▶ **Point localization data**
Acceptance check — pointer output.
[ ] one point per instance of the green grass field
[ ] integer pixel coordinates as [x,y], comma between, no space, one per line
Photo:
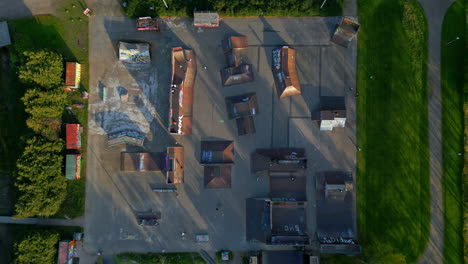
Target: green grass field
[393,198]
[67,34]
[452,75]
[156,258]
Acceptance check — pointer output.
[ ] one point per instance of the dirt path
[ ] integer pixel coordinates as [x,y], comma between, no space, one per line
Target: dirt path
[435,10]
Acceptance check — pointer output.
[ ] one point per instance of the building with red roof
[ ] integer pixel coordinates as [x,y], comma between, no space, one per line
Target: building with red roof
[73,133]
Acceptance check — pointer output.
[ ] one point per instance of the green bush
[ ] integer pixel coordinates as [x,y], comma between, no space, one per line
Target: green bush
[136,8]
[38,248]
[42,68]
[45,109]
[40,182]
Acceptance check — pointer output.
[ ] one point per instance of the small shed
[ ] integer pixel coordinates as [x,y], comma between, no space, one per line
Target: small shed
[72,76]
[184,71]
[4,34]
[217,152]
[134,53]
[147,23]
[234,49]
[242,105]
[284,72]
[332,113]
[141,162]
[73,166]
[175,165]
[237,75]
[216,177]
[345,32]
[234,43]
[73,138]
[205,19]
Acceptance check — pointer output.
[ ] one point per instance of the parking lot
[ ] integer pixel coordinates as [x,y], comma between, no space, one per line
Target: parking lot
[113,197]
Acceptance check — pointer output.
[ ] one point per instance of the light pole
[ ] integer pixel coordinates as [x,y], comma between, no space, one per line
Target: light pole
[448,43]
[324,1]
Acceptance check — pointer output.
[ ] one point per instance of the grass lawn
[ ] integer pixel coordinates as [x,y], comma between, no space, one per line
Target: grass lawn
[156,258]
[234,8]
[67,34]
[393,198]
[452,73]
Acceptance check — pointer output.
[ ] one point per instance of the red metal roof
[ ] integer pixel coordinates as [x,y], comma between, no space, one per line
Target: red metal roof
[73,136]
[70,75]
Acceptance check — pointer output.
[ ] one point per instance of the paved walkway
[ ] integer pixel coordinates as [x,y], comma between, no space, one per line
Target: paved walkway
[435,10]
[43,221]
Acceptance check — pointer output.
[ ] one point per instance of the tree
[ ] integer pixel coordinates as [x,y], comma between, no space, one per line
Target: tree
[43,68]
[40,181]
[45,109]
[39,248]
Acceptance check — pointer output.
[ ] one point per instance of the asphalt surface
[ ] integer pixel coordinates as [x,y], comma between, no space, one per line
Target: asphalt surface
[435,11]
[113,197]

▶ **EXERCISE BRIEF**
Pictures aside, restate all of the entries exactly.

▶ **YOUR RESPONSE**
Acceptance check — pointer output.
[ ] one point per instance of the green grass field
[ ] integer pixel coordinates as [x,y], comma between, no space, one per line
Photo:
Target: green grass field
[393,198]
[67,34]
[452,75]
[156,258]
Acceptance check — pointer output.
[ ] one point per instance of the dirt path
[ ] integer pixel coordinates as [x,y], comma between, no space, one per line
Target: dirt path
[435,10]
Acceptance check — pointer output.
[ ] one point per instance of the building with red roof
[ ] integer pixel coordinates as [x,y], comma between, no space, one per line
Target: building with red roof
[73,133]
Acceptance check — pointer output.
[ ] one point per instance of the green bush
[ ] integer pixel coordinates as [x,y], comma between, no space, one per line
Target: green bush
[136,8]
[38,248]
[42,68]
[45,109]
[40,182]
Acceptance check — pointer output.
[ ] one point per instance of the small shed
[ ] integer pixel coordinates as [x,y], comma between, no space, one per line
Target: small shed
[72,76]
[184,71]
[4,34]
[217,152]
[134,53]
[147,23]
[234,49]
[242,105]
[284,72]
[332,113]
[141,162]
[73,166]
[175,165]
[237,75]
[216,177]
[345,32]
[234,43]
[73,138]
[205,19]
Acceptance check — pointer output.
[ ] one point per instance of the parking lot
[ ] integer pixel coordinates as [x,y], comma between, no space, one per line
Target: parking lot
[113,197]
Acceptance check — pointer output.
[ ] one point per instance of the light pole
[ ] integer pixel coordinates as [x,y], comma between, no space, one per line
Target: light pole
[448,43]
[324,1]
Acceptance check — pointer output.
[ ] one point per instance of the grass lawn
[ ] integer pixel coordinates as [x,y], comma between, no space, one per line
Target: grass lawn
[156,258]
[234,8]
[67,34]
[393,198]
[452,73]
Acceptance check — pointer output.
[ ] one point per instance of the red metal roof
[ ] integer pixel coordinates as [x,y], comma between, no space, one per line
Target: red metal roof
[73,136]
[70,75]
Acceptance check — pointer output.
[ ] one point per instance of the paved walkway
[ ] integer pixel coordinates as [x,y], comma between, no space, one per line
Target: paved walkway
[435,10]
[43,221]
Acceptance check — pointer output.
[ ] one point per instance of the tree
[ ] integer pixel coordinates as [x,y], comma between, no space, one per line
Target: tree
[43,68]
[40,181]
[45,109]
[39,248]
Acceptance check — pointer output.
[ ] one point per instance of the asphalt surface
[ ] integer pixel coordinates as [x,y], comma between, no space, one per line
Target: asphalt surface
[435,11]
[113,197]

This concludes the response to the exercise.